## [Given problem]
Copy the records from the line containing "the window trim" through the end of the records, replacing "window trim" with "door frame" and leaving everything else unchanged.

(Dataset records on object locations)
[Start]

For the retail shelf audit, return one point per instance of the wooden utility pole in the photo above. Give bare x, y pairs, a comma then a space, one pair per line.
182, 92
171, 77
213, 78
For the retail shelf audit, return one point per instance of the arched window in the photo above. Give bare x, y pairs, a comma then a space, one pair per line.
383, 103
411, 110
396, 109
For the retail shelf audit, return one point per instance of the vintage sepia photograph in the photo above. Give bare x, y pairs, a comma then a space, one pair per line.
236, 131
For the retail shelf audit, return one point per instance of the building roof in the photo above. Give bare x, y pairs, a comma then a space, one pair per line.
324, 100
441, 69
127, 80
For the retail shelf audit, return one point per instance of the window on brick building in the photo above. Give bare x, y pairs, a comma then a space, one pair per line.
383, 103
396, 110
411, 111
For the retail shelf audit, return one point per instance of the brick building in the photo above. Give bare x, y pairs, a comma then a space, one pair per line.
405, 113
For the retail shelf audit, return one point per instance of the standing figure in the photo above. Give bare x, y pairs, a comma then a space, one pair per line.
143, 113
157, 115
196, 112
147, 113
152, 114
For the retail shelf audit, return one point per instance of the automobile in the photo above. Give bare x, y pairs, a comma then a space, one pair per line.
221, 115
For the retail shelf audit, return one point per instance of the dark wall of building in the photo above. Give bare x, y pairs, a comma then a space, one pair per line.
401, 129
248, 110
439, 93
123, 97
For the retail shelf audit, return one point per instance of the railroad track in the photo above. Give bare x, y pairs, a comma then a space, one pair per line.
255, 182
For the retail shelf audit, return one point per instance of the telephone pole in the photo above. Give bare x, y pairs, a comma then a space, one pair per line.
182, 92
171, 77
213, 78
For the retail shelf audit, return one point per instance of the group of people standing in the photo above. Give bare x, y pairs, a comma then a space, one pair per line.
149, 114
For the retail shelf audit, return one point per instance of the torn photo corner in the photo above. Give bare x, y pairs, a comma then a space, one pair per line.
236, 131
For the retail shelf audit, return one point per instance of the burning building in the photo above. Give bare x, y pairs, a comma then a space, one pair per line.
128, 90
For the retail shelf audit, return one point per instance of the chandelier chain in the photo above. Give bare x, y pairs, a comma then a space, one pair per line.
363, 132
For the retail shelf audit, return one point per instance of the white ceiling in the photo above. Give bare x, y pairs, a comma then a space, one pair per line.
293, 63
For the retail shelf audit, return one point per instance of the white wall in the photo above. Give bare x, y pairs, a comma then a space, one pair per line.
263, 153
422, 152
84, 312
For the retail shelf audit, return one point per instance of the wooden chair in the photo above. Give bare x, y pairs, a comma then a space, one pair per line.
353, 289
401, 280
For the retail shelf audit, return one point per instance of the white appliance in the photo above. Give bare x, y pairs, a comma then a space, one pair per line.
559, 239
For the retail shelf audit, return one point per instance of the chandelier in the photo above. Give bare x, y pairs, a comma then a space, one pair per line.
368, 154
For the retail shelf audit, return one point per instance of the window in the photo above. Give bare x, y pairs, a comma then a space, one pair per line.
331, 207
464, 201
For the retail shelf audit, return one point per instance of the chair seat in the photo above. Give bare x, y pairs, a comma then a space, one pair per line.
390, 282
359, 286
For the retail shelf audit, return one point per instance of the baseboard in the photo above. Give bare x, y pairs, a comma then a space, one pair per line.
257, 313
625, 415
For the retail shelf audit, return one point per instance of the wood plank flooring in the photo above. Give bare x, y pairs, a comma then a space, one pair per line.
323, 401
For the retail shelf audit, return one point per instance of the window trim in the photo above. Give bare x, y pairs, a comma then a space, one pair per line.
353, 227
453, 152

[End]

## [Correct answer]
For the retail shelf audit, return one point per instance of the door frame in the photo above. Give bare x, y pairs, a comma then a space, one pair per line.
353, 227
453, 152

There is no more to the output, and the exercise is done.